What this task involves>
Given the records that follow, return each one verbatim.
───── Input material ─────
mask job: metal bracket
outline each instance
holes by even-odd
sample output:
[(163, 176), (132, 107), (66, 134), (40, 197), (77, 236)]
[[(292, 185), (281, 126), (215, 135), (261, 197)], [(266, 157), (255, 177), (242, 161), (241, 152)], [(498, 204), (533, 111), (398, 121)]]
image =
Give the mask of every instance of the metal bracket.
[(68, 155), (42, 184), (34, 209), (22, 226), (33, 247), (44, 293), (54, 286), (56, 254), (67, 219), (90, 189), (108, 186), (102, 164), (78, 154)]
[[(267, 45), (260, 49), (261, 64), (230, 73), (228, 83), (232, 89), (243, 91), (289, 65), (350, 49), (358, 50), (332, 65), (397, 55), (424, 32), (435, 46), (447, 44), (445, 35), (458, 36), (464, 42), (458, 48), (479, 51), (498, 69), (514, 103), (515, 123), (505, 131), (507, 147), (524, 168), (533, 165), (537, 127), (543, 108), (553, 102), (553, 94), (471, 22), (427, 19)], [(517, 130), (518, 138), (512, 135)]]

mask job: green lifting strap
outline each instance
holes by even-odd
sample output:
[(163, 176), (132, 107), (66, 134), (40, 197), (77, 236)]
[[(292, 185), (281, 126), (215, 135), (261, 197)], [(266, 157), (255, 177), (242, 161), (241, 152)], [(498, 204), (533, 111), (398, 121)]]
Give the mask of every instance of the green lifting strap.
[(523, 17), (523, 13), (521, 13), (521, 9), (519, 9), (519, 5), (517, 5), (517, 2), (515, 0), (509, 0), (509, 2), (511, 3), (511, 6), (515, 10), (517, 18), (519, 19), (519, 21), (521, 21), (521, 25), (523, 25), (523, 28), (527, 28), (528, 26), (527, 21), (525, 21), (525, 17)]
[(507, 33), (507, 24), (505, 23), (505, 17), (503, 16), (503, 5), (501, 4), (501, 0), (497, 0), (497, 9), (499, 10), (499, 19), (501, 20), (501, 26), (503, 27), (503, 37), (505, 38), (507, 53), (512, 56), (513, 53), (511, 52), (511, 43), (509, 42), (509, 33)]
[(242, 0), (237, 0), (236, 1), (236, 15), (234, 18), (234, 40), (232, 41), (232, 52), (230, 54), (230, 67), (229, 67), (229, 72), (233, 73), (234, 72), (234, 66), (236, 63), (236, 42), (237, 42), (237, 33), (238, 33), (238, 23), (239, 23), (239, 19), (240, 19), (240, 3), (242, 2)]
─────
Result of this task>
mask job: metal bracket
outline each instance
holes by even-odd
sample output:
[(163, 176), (132, 107), (66, 134), (40, 197), (77, 236)]
[[(292, 185), (281, 126), (215, 135), (261, 197)], [(266, 157), (255, 177), (242, 161), (241, 152)], [(498, 204), (533, 111), (398, 121)]]
image =
Give the mask of every instance of the metal bracket.
[(68, 155), (42, 184), (34, 209), (22, 226), (33, 247), (44, 293), (54, 286), (56, 254), (67, 219), (90, 189), (108, 186), (102, 164), (78, 154)]
[[(267, 45), (260, 49), (261, 64), (230, 73), (228, 83), (232, 89), (243, 91), (289, 65), (350, 49), (358, 50), (332, 65), (397, 55), (424, 32), (435, 46), (447, 44), (445, 35), (458, 36), (464, 42), (458, 48), (479, 51), (498, 69), (514, 103), (515, 123), (505, 131), (507, 147), (524, 168), (533, 165), (537, 127), (543, 108), (553, 102), (553, 94), (471, 22), (427, 19)], [(517, 130), (518, 138), (512, 135)]]

mask job: green lifting strap
outline each instance
holes by even-odd
sample output:
[(163, 176), (132, 107), (66, 134), (40, 197), (77, 236)]
[[(292, 185), (281, 126), (215, 135), (261, 197)], [(266, 157), (255, 177), (242, 161), (241, 152)], [(498, 204), (533, 111), (398, 121)]]
Give the mask of every instance of the green lifting strap.
[(523, 17), (523, 13), (521, 13), (521, 9), (519, 9), (519, 5), (517, 5), (517, 2), (515, 0), (509, 0), (509, 2), (511, 3), (511, 6), (515, 10), (517, 18), (519, 19), (519, 21), (521, 21), (521, 25), (523, 25), (523, 28), (527, 28), (528, 26), (527, 21), (525, 21), (525, 17)]
[(507, 33), (507, 24), (505, 23), (505, 17), (503, 16), (503, 5), (501, 4), (501, 0), (497, 0), (497, 9), (499, 10), (499, 19), (501, 20), (501, 26), (503, 27), (503, 37), (505, 38), (507, 53), (512, 56), (513, 53), (511, 52), (511, 43), (509, 42), (509, 33)]
[(242, 0), (237, 0), (236, 1), (236, 15), (234, 18), (234, 40), (232, 41), (232, 52), (230, 54), (230, 67), (229, 67), (229, 72), (233, 73), (234, 72), (234, 66), (236, 63), (236, 42), (237, 42), (237, 33), (238, 33), (238, 23), (239, 23), (239, 19), (240, 19), (240, 3), (242, 2)]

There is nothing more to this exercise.